* Task goal *
Rewrite the lines below with every "instance" swapped for "occurrence" and nothing else changed. Leave out the pictures.

* Given data *
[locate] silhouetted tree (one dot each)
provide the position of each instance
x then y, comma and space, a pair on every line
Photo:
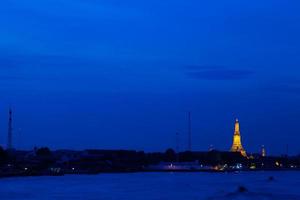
170, 155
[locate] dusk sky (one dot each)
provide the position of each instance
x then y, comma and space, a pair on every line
123, 74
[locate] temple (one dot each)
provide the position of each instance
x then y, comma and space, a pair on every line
237, 143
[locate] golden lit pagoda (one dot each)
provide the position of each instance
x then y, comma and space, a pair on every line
237, 143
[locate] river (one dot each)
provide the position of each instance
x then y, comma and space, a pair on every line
155, 186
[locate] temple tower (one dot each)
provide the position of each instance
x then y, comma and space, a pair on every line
237, 143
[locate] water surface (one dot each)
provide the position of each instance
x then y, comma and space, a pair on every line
154, 186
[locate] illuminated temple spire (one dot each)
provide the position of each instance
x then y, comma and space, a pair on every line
237, 144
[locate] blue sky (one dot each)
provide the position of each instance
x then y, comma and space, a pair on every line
115, 74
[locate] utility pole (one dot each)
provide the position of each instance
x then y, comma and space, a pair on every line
189, 132
177, 142
10, 130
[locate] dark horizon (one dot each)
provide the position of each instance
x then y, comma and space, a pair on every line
123, 75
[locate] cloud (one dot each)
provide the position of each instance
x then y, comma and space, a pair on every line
217, 73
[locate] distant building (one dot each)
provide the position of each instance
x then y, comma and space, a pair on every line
237, 143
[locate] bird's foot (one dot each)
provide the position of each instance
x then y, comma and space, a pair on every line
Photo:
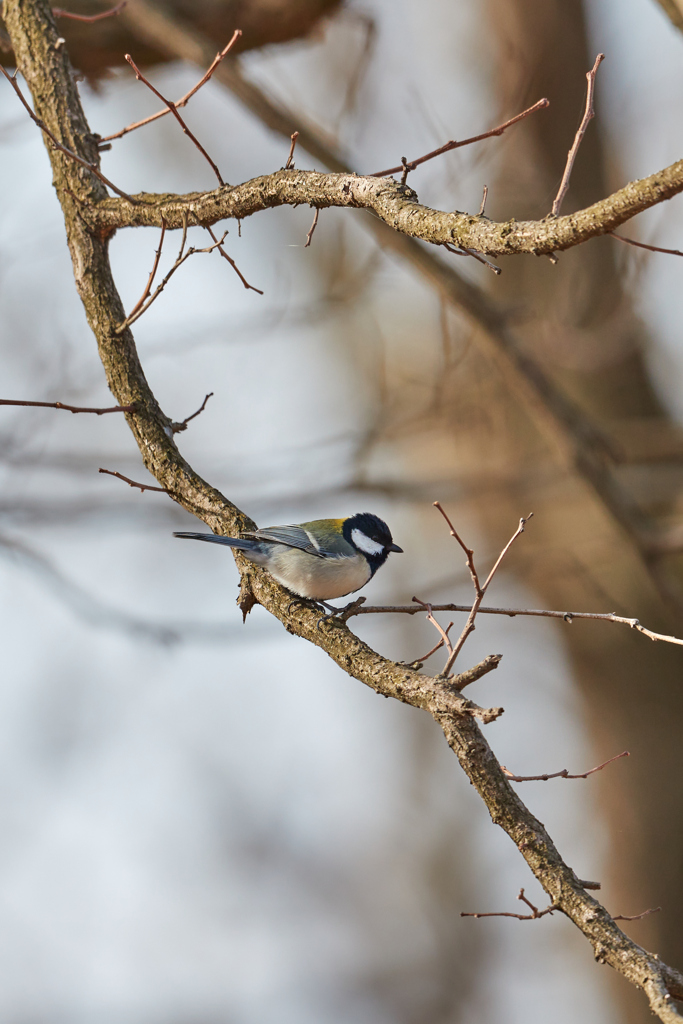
341, 614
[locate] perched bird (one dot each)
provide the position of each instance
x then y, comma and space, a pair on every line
318, 560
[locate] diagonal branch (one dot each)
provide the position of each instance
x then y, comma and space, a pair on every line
410, 165
174, 111
589, 114
34, 37
179, 102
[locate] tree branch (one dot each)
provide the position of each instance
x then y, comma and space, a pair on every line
34, 36
396, 205
578, 442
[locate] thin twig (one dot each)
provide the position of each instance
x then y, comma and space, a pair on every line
143, 297
469, 553
464, 251
454, 144
561, 774
589, 114
479, 593
183, 99
636, 916
642, 245
229, 259
182, 425
132, 483
173, 109
434, 649
534, 915
442, 633
289, 166
567, 616
182, 256
58, 12
312, 226
70, 409
62, 148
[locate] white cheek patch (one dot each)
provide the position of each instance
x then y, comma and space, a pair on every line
366, 544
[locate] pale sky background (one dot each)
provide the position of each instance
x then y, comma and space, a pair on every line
208, 822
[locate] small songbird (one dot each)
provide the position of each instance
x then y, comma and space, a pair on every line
318, 560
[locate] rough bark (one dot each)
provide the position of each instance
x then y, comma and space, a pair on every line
45, 66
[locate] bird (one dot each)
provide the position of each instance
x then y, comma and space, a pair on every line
318, 560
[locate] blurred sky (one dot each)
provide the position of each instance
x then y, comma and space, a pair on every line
206, 821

* Answer for this exercise *
[locate] silhouetted tree (one dot each)
provide the position of each occurrence
x then y, comma and space, a pair on every line
Photo:
170, 155
[locate] dusk sky (one dot each)
provide the position of each occurrence
x then y, comma and space, a pair on every line
123, 74
[locate] temple (one dot each)
provide the position of each occurrence
x then y, comma and space, a pair on every line
237, 143
[locate] golden lit pagoda (one dot each)
provide the position of each occurrence
x then y, comma and space, a pair on every line
237, 143
[locate] river (one dot each)
provide the position of each occurrence
x then y, comma and space, a pair on every line
155, 186
[locate] temple tower (one dot each)
provide the position of each occurrence
x then y, comma and space, a pair on every line
237, 143
[locate] water surface (one dot each)
provide the position of each occurrence
x then y, comma and space, a pair on every line
154, 186
[locate] illuminated temple spire (one dot each)
provide the position of each occurrence
x then y, comma and space, a pair on every line
237, 144
[locate] blue sky (one dot each)
provide the position of each occurrence
x then y, comma and space, a pair on every line
115, 74
[locate] utility pole (one dot each)
provide the position of each occurrence
x then y, comma and space, a pair on every line
189, 132
177, 142
10, 130
[locate] dark horizon (one dot each)
provide the position of each occurrence
x then y, comma and space, a pair on every line
123, 75
[locate] cloud (one dot each)
provide the position of each occurrence
x then y, comma and space, a pair on every line
217, 73
[locate] distant building (one dot each)
provide the position of each occurrence
x then y, comma and space, a pair on every line
237, 143
[locate] bird's foot (one dot each)
provide the position of each occurrence
x then y, comma and space, a pair on every line
Photo:
341, 614
[locate] perched bird (one dot each)
provide the position of each occurrence
x then y, comma and space, a pair on every line
318, 560
[locate] diagonal branch (one dot each)
provide the position of each occurrence
x then y, comma and space, a pair on every line
410, 165
174, 111
589, 114
34, 37
179, 102
[locate] tree branch (one dot each)
provide the position of each occurrence
x then y, comma and space, a pair on every line
34, 36
396, 205
578, 442
[locate] thin twig (one dot each)
provide the position of each occurrence
x then y, comma and space, a pair on every line
143, 297
469, 553
464, 251
454, 144
561, 774
589, 114
479, 593
183, 99
636, 916
642, 245
229, 259
182, 425
132, 483
173, 109
434, 649
534, 915
442, 633
289, 166
567, 616
182, 256
58, 12
312, 226
70, 409
62, 148
[locate] white cheek patch (one dot each)
provide the position of each occurrence
x then y, comma and space, a pair on every line
366, 544
[locate] pale sky background (one dot each)
provide the position of each occurrence
x then y, comma and space, a pair on every line
208, 822
[locate] small songbird (one dot each)
provide the position of each occurrence
x then y, comma and space, a pair on every line
318, 560
[locate] rough bark (one dot each)
provide the position of each occurrence
x then y, comma and space, a pair on every line
45, 66
[locate] bird (one dot each)
provide the position of each occurrence
x then y, comma and space, a pair on every line
318, 560
[locate] blurred sky (one dot each)
provide the position of each occurrence
x then y, comma and space, a pair on every line
206, 821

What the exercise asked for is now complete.